LEIGH SALES: It's a fascinating story, and it's obviously a key moment in the history of Hamas. Despite having the weight of the US, Israel and much of the Palestinian community as well against it, Hamas has managed to secure quite a foothold for itself in the region. How has it been able to do that?

PAUL MCGEOUGH: It has done it by, in a broad sense by being everything that Fatah, which was the Yasser Arafat faction, by being everything that Fatah wasn't. Fatah was corrupt, Fatah was venal, Fatah was self-serving. Fatah was running pretty much the - running its government pretty much the way most of the Arab rulers run - snouts in the trough, abuse of foreign aid. And what Hamas did was Hamas decided that they would run a very clean campaign, they ran a very clean organisation which set up welfare agencies, community groups, they went to - burrowed in at grassroots level in the Palestinian community, and won great respect for that. They raised a lot of money overseas - millions and millions of dollars, which was brought in to look after - to fill the gap that was not being filled by the Israeli occupation in terms of the services they needed in their daily lives and wasn't being filled by the Yasser Arafat run government of the Palestinian community, because that money was being syphoned off for corrupt purposes.

============================================================

_Set exercise 1_
Scale all the point placement records by rewriting every line, requests included, with each coordinate in the answers multiplied by 0.65 and rounded to a whole number, halves rounded up. Leave the numbers in the requests and their format samples unchanged.

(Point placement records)

============================================================

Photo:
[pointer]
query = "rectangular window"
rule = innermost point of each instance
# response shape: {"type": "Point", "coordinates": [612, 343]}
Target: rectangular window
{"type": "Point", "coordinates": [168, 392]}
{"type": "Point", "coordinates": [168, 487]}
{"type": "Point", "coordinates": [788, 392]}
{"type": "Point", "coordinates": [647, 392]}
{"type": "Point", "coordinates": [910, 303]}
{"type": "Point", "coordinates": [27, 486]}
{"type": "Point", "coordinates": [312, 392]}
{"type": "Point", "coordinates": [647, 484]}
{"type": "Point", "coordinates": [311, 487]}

============================================================

_Set exercise 2_
Repeat word for word the stretch of the Hamas interview from "LEIGH SALES: It's" through "to do that?".

_Written response 1_
Photo:
[pointer]
query = "rectangular window"
rule = innermost point of each instance
# response shape: {"type": "Point", "coordinates": [612, 343]}
Target: rectangular window
{"type": "Point", "coordinates": [109, 255]}
{"type": "Point", "coordinates": [109, 317]}
{"type": "Point", "coordinates": [512, 255]}
{"type": "Point", "coordinates": [421, 255]}
{"type": "Point", "coordinates": [592, 197]}
{"type": "Point", "coordinates": [18, 316]}
{"type": "Point", "coordinates": [203, 255]}
{"type": "Point", "coordinates": [421, 315]}
{"type": "Point", "coordinates": [202, 317]}

_Written response 2_
LEIGH SALES: It's a fascinating story, and it's obviously a key moment in the history of Hamas. Despite having the weight of the US, Israel and much of the Palestinian community as well against it, Hamas has managed to secure quite a foothold for itself in the region. How has it been able to do that?